Task list:
**A)** According to the health care ethics notice, on what date does the program go on academic hiatus?
**B)** Rewrite the paragraph of the health care ethics notice that begins "Health Care Ethics (HCE) deals with" as a short bulleted list that keeps its main facts.
**C)** Pick up the health care ethics notice after its final sentence and continue it.

*** Extract ***

Effective June 30th, 2010 the Program in Health Care Ethics will be on academic hiatus
It is with sadness that we must announce that the Health Care Ethics Program will go on hiatus for an undetermined amount of time. Due to current economic conditions, our program lost its funding and we are unable to offer classes or accept students at this time. We look forward to a financially stable future when HCE courses can again be offered.
For further information, please contact the School of Community Health Sciences at 775-784-4041.
- To what extent are moral conscience objections relevant to providers decisions to treat?
- Should parents be notified of their teens sexual activities?
- Should the dead be used in medical experiments?
- Is there a right to health and health care?
Health Care Ethics (HCE) deals with ethical and moral questions about what our society should look like. National debates on cloning, abortion, stem cells, withdrawing life support, prescription drug regulation and marketing, research on humans and animals, human rights, bioterrorism, access to health care, advance directives, and many other topics are the areas of study that fall under health care ethics. The policy decisions made on these issues will have long lasting repercussions and will define the social norms with which we all live.
Beyond the big questions, ethics asks how do you want to live your life? Every decision a person makes has an ethical foundation. When going to work or school do you ride a bike, take a bus, car pool, or drive a car? For lunch, do you eat meat and cheese (animal products) or do you eat vegetables? Do you wear clothes that were made by slave labor or by people who receive a living wage for their labor? Each choice one makes requires careful deliberation and thought.

*** End of Extract ***
*** Material shown ***

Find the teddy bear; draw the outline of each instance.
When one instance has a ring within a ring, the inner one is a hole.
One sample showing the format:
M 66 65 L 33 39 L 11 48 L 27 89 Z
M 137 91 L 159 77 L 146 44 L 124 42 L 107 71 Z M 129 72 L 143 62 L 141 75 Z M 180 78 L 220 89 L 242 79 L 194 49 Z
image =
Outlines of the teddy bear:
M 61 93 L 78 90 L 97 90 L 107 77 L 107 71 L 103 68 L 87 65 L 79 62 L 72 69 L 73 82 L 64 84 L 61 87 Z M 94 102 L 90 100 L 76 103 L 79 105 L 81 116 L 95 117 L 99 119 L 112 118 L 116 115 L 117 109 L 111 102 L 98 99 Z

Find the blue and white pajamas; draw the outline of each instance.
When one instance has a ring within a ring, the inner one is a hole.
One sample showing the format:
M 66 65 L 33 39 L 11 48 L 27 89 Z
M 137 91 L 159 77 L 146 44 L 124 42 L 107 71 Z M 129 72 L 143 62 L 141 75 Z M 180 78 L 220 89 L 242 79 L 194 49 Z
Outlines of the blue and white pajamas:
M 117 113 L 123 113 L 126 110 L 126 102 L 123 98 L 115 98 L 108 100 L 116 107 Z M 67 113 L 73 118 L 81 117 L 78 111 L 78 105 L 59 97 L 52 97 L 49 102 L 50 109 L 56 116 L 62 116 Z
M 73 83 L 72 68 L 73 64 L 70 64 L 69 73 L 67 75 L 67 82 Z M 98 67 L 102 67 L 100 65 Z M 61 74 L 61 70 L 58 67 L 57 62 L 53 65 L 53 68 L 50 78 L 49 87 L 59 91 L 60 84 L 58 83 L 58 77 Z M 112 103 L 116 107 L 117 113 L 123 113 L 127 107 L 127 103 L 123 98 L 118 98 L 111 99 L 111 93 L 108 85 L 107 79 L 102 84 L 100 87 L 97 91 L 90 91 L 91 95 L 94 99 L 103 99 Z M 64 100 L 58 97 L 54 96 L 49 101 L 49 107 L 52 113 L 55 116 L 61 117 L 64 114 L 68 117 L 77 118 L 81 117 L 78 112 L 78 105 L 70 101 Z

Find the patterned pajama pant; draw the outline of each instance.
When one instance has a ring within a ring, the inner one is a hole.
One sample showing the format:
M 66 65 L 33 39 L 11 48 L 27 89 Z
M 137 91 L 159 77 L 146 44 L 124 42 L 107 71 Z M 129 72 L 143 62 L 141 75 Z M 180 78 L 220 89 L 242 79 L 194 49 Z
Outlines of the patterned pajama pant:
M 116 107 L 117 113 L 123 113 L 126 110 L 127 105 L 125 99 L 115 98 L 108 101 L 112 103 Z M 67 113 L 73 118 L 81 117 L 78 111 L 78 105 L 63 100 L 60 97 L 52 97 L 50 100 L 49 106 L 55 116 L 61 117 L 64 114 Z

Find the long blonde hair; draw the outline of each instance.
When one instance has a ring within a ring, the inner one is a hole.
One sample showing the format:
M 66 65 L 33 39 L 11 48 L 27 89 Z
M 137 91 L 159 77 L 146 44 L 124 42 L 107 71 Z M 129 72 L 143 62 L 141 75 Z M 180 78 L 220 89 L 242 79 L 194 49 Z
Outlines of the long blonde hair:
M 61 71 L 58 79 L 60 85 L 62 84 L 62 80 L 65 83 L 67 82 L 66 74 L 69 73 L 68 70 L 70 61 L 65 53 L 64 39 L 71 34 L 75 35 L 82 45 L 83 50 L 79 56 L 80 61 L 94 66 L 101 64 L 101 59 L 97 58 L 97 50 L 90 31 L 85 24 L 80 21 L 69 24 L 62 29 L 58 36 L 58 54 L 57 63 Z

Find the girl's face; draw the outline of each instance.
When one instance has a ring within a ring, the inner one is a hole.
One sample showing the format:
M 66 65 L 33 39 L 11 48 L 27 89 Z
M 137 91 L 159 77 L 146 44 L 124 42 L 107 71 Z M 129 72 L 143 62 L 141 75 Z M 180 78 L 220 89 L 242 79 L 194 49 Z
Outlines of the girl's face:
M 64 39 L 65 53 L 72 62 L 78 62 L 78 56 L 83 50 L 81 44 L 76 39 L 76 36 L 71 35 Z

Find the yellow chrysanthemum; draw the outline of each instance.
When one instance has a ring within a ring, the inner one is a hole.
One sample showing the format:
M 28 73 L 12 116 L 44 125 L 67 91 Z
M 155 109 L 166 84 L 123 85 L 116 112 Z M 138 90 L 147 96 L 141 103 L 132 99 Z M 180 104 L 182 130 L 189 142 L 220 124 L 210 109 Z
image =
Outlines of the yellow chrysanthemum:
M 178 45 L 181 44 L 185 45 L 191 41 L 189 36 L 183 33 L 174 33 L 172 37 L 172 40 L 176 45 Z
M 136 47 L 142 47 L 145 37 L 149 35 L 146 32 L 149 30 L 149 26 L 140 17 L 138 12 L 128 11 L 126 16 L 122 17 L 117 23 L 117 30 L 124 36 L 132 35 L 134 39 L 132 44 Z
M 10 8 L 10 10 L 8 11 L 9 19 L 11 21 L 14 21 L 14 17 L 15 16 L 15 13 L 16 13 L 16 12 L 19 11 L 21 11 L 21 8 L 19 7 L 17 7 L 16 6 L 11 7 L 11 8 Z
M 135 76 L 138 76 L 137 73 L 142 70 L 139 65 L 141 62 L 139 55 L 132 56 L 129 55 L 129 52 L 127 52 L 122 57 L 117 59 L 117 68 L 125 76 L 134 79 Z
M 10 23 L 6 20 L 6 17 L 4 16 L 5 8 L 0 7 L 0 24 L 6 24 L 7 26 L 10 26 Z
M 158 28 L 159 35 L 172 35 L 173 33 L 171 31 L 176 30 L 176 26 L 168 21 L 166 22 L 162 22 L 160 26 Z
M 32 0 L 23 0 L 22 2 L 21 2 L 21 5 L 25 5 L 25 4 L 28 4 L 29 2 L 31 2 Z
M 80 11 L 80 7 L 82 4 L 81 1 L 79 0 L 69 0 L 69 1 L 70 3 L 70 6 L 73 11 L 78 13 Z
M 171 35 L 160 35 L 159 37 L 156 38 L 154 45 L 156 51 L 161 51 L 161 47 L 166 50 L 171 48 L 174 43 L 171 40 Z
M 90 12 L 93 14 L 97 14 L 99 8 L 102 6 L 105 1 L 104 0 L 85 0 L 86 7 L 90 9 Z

*** End of Material shown ***

Expected results:
**A)** June 30th, 2010.

**B)**
- Health Care Ethics (HCE) deals with ethical and moral questions about what society should look like.
- Its areas of study include national debates on cloning, abortion, stem cells, withdrawing life support, prescription drug regulation and marketing, research on humans and animals, human rights, bioterrorism, access to health care, and advance directives.
- Policy decisions on these issues will have long-lasting repercussions and will define the social norms everyone lives with.

**C)**
Ethics is the science of examining how people make decisions regarding what is right and what is wrong. Ethics asks "what ought to be," and "how does one practice as a good professional?" Ethics studies various moralities, that is, the beliefs people hold about what is good and bad action. Ethics is not about convincing people of a particular view point or idea.
The Program in Health Care Ethics facilitates people to develop the tools to think critically, to appreciate diverse and divergent viewpoints, and to recognize the interrelatedness of people and how one's decisions impact upon others. The Program offers both an undergraduate and a graduate curriculum. Undergraduate students can take the 20-credit Health Care Ethics minor which provides an in-depth, academic and applied understanding of health care ethics. Graduate students and working professionals can pursue the Graduate Certificate in Bioethics that teaches assessment skills, process skills, and interpersonal skills.
Health Care Ethics is a collaborative program housed in the School of Community Health Sciences and administered by the Nevada Center for Ethics & Health Policy. The program also partners with the School of Medicine, the School of Nursing, the School of Social Work, the Social Psychology Doctoral program, the department of Human Development and Family Studies, the department of Philosophy, as well as various medical centers and hospitals in the greater Reno area.